(Data pulled from a collection)
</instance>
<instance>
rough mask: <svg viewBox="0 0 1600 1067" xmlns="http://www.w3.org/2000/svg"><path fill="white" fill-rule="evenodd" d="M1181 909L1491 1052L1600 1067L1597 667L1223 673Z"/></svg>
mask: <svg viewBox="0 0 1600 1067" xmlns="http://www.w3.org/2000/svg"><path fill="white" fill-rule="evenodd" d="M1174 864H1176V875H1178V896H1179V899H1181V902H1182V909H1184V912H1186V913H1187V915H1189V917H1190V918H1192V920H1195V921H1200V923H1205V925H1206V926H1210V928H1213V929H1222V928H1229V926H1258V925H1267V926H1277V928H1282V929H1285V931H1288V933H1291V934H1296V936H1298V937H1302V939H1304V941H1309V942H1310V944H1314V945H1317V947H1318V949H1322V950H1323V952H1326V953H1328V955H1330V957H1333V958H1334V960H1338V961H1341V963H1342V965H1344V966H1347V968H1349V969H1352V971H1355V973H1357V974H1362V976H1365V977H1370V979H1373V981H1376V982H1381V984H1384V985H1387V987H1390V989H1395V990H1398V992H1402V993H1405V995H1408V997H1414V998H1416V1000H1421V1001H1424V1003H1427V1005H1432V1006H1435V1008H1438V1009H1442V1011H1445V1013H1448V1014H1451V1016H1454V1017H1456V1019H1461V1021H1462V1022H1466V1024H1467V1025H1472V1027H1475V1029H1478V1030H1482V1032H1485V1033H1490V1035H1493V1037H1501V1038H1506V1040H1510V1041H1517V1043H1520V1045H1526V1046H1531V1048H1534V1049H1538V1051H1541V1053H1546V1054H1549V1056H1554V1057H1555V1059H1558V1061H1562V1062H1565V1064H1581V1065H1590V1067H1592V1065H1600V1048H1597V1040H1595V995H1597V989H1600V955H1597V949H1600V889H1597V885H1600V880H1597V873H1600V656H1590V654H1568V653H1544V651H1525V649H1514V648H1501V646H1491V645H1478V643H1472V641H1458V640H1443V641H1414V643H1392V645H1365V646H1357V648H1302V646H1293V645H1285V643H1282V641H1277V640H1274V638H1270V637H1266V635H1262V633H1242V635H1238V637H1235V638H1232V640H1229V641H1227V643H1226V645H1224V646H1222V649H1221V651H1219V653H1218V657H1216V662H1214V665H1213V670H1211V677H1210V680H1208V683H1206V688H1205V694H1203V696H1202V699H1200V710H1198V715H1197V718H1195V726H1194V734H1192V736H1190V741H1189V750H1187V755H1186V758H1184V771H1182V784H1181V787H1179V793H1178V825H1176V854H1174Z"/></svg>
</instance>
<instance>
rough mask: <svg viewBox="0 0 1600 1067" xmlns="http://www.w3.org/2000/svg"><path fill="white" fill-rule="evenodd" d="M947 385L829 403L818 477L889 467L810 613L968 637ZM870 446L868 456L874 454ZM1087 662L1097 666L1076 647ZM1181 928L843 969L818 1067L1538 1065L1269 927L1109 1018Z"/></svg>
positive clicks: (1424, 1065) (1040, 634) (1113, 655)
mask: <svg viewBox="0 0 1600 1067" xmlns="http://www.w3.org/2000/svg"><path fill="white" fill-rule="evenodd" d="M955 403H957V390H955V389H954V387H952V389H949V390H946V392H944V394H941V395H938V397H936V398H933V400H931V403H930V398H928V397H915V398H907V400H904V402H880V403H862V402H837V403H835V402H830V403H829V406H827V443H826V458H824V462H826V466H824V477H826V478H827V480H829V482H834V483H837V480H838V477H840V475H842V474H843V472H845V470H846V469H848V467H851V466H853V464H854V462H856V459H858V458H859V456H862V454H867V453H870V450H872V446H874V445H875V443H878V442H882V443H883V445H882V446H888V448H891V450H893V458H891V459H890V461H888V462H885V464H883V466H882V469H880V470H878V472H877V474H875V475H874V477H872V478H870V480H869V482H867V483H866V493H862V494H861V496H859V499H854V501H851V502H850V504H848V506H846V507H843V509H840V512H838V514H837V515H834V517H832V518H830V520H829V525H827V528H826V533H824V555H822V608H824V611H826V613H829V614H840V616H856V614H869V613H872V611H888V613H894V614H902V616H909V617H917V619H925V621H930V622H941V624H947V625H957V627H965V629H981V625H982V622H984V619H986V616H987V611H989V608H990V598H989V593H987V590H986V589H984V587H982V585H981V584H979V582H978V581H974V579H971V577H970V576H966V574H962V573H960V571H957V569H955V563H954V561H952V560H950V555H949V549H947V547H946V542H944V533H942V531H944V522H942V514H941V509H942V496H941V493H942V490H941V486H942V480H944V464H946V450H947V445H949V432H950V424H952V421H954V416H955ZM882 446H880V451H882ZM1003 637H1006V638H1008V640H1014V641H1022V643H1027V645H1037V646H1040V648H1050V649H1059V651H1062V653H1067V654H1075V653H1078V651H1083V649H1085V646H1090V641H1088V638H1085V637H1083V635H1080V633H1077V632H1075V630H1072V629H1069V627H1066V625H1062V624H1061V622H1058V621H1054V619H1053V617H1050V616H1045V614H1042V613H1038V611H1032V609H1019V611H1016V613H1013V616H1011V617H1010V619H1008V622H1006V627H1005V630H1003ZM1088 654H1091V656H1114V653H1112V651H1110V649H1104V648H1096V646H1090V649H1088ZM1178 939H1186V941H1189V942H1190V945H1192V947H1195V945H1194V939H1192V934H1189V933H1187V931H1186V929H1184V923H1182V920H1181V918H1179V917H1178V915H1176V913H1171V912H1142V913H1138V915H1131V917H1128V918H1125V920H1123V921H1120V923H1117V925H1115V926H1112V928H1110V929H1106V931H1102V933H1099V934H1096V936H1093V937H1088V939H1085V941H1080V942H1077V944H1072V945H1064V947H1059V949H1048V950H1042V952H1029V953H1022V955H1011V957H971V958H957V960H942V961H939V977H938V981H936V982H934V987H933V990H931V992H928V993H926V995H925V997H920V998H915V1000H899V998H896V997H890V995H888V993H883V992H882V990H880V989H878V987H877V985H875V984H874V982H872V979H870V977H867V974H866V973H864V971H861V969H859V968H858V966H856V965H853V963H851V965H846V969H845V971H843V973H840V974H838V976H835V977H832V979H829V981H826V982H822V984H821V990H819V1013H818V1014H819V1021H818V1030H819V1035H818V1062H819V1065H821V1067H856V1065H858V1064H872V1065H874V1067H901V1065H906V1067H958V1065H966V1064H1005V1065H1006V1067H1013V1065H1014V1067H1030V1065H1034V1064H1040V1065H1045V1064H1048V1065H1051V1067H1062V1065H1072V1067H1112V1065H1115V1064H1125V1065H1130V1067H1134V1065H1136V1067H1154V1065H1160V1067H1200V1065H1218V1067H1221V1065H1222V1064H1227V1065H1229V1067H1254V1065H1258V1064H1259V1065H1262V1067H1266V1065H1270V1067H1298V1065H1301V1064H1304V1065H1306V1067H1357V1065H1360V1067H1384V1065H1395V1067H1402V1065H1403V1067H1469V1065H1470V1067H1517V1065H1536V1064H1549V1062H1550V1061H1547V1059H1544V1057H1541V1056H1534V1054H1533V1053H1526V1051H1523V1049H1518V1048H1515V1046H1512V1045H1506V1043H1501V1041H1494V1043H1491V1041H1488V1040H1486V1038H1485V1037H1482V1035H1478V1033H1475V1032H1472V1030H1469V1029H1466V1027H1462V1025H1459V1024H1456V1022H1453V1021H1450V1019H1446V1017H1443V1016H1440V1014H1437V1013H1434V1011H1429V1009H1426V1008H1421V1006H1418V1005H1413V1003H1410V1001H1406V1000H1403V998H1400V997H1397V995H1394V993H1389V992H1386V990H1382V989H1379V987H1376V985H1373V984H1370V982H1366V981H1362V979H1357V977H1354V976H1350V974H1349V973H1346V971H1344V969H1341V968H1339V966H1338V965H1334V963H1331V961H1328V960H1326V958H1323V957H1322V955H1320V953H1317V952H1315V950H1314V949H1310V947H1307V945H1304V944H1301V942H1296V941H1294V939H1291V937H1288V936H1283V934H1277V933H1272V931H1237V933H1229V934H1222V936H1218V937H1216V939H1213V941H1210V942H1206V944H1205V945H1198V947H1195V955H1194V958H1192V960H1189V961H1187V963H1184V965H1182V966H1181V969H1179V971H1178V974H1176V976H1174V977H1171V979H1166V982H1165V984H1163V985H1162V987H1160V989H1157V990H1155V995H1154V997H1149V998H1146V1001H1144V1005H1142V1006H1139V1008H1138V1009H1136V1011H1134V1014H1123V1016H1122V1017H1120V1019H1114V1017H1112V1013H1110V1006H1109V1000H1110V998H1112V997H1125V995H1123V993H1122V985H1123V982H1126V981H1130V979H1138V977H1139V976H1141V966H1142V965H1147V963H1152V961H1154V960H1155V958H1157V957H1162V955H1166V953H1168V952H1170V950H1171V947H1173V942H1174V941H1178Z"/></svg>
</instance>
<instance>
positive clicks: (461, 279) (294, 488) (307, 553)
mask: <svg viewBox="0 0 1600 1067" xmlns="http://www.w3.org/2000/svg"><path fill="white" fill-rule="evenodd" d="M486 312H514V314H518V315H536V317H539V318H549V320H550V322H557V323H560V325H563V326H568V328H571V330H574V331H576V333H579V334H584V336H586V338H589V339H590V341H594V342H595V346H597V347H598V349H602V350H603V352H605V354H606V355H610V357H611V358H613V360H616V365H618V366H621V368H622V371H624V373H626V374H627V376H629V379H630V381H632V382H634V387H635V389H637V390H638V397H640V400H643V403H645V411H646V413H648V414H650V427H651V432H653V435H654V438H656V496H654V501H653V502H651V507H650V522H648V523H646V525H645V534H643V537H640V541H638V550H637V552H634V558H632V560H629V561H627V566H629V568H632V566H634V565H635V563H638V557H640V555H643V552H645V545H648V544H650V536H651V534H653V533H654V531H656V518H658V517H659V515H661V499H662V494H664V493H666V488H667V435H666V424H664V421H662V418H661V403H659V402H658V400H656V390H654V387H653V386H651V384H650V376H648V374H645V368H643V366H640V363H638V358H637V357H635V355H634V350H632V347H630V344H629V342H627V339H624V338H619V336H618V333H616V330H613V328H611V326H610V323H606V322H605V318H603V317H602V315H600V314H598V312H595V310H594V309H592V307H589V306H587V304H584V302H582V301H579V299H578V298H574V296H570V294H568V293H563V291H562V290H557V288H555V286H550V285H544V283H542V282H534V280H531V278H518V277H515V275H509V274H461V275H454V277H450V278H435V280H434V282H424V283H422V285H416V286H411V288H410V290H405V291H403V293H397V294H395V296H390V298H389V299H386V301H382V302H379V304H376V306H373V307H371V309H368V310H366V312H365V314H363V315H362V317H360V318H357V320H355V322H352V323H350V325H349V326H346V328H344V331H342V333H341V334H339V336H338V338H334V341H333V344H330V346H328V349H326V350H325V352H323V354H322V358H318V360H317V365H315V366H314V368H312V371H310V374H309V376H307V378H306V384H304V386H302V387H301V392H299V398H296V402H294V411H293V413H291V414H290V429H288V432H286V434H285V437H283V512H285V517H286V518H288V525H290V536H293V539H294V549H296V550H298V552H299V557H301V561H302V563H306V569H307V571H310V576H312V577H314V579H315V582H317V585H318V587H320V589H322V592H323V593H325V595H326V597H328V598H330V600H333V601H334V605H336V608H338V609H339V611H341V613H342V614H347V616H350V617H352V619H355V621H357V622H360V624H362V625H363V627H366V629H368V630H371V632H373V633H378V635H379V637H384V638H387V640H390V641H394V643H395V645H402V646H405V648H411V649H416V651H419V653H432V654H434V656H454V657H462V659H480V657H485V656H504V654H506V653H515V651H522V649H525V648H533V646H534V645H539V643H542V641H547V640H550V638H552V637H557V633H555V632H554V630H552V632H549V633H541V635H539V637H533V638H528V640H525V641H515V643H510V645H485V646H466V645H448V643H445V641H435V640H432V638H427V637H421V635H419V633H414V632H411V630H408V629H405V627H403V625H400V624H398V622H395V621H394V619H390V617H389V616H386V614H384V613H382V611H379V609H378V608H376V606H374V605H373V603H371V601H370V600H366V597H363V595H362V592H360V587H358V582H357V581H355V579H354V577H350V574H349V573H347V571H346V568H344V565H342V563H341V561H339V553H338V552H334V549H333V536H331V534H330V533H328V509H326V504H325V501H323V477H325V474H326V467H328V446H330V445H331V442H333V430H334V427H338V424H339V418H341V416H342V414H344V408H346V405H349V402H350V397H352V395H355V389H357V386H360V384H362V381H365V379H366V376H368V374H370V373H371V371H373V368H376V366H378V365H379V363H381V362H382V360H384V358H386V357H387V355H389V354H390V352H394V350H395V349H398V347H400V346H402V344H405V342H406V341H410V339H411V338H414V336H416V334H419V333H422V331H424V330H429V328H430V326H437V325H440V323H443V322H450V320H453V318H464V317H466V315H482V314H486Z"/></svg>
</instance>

# Exercise description
Reproduce the listing word for word from its first line, stopping after the line that contains "909L1491 1052L1600 1067L1597".

# Response
</instance>
<instance>
rough mask: <svg viewBox="0 0 1600 1067" xmlns="http://www.w3.org/2000/svg"><path fill="white" fill-rule="evenodd" d="M1181 909L1491 1052L1600 1067L1597 667L1223 673Z"/></svg>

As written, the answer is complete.